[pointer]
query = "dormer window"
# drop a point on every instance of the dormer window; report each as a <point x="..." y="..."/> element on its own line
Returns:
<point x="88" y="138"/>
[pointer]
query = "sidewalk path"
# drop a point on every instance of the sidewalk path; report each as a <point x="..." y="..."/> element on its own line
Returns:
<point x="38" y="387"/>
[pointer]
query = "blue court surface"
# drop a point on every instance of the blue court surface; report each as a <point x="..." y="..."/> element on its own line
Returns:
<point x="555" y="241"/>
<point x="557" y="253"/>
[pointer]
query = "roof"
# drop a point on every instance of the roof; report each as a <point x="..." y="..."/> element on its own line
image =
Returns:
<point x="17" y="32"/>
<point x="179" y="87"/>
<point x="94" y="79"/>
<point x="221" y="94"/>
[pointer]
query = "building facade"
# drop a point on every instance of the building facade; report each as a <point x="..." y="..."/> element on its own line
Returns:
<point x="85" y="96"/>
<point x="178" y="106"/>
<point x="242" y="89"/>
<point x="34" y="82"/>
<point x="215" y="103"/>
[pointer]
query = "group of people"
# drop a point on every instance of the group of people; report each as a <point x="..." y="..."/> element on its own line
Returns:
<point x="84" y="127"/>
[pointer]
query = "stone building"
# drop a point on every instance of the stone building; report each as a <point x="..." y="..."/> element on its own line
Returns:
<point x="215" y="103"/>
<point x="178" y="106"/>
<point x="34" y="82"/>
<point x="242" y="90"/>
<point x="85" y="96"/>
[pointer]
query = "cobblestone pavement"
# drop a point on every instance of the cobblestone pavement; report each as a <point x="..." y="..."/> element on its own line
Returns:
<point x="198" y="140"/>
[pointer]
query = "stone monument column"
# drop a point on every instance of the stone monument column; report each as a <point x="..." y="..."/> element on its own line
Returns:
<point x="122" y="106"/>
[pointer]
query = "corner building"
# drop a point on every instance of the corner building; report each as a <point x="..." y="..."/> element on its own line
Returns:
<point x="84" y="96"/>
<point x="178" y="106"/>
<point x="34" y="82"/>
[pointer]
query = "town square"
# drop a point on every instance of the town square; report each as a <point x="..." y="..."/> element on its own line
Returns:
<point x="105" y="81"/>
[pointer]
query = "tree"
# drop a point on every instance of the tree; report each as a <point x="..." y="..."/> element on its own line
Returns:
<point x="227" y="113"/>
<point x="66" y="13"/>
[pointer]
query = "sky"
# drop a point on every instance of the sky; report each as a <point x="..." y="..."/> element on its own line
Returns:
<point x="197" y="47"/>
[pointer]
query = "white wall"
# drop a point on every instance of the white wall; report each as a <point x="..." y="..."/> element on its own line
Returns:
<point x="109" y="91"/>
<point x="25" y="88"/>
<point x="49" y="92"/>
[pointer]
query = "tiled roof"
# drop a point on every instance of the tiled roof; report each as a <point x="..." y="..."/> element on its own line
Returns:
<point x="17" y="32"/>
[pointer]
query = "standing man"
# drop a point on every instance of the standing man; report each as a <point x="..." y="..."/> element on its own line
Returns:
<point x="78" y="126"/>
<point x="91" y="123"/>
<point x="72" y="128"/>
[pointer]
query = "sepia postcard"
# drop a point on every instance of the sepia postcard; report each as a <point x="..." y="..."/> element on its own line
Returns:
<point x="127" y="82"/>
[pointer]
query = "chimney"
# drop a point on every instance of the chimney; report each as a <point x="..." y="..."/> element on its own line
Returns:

========================================

Directive: Output the whole listing above again, word for word.

Right answer:
[pointer]
query = "dormer window"
# drop a point on every instance of the dormer window; report each as a <point x="..." y="..."/> element on its own line
Returns:
<point x="88" y="138"/>
[pointer]
query = "sidewalk path"
# drop a point on every instance of the sidewalk path; report each as a <point x="..." y="..."/> element on its own line
Returns:
<point x="38" y="387"/>
[pointer]
query = "blue court surface"
# drop a point on every instance of the blue court surface; report each as a <point x="..." y="..."/> element on its own line
Returns:
<point x="555" y="241"/>
<point x="557" y="253"/>
[pointer]
query = "roof"
# drop a point on every instance of the roof; report each as a <point x="..." y="..."/> element on its own line
image =
Returns:
<point x="17" y="32"/>
<point x="179" y="87"/>
<point x="94" y="79"/>
<point x="221" y="94"/>
[pointer]
query = "building facade"
# drop a point on every instance of the building facade; report each as a <point x="..." y="..."/> element on its own line
Returns:
<point x="85" y="96"/>
<point x="178" y="106"/>
<point x="242" y="89"/>
<point x="34" y="82"/>
<point x="215" y="103"/>
[pointer]
query = "group of people"
# drop a point on every instance of the group of people; report each as a <point x="..." y="..."/> element on its own line
Returns:
<point x="84" y="127"/>
[pointer]
query = "stone building"
# drop a point on every instance of the stone building; report each as a <point x="..." y="..."/> element on its own line
Returns:
<point x="215" y="103"/>
<point x="178" y="106"/>
<point x="34" y="82"/>
<point x="242" y="90"/>
<point x="85" y="96"/>
[pointer]
query = "cobblestone pavement"
# drop a point on every instance of the cobblestone pavement; report each as a <point x="..." y="..."/> element on its own line
Returns:
<point x="198" y="140"/>
[pointer]
query = "stone monument column"
# drop a point on every instance of the stone monument column; report each as a <point x="..." y="..."/> element on its own line
Returns:
<point x="122" y="106"/>
[pointer]
query = "corner building"
# drop a point on every instance of the corner building; report each as a <point x="..." y="..."/> element on its own line
Returns:
<point x="84" y="96"/>
<point x="178" y="106"/>
<point x="34" y="82"/>
[pointer]
query = "town square"
# drop a point on every instance of the town square; report each as a <point x="..." y="..."/> element on its own line
Returns:
<point x="105" y="81"/>
[pointer]
query = "tree"
# drop a point on every instance of the tree; report each as a <point x="..." y="..."/> element on its own line
Returns:
<point x="227" y="113"/>
<point x="66" y="13"/>
[pointer]
query = "sky"
# drop a point on every instance of the sky; report each as a <point x="..." y="..."/> element on its own line
Returns:
<point x="197" y="47"/>
[pointer]
query = "white wall"
# drop a point on every instance of the white wall; report each as a <point x="..." y="..."/> element on its own line
Returns:
<point x="109" y="91"/>
<point x="25" y="88"/>
<point x="49" y="92"/>
[pointer]
query = "tiled roof"
# drop a point on every instance of the tiled roof; report each as a <point x="..." y="..."/> element on its own line
Returns:
<point x="17" y="32"/>
[pointer]
query = "standing man"
# drop a point on every instance of the standing man; report each as a <point x="..." y="..."/> element on its own line
Returns:
<point x="78" y="126"/>
<point x="91" y="123"/>
<point x="72" y="128"/>
[pointer]
query = "sepia postcard"
# drop a point on every instance of the sepia postcard; report each as a <point x="..." y="..."/> element on its own line
Returns:
<point x="127" y="82"/>
[pointer]
query = "chimney"
# drop a point on every instance of the chimney; report each as a <point x="..." y="..."/> element on its own line
Returns:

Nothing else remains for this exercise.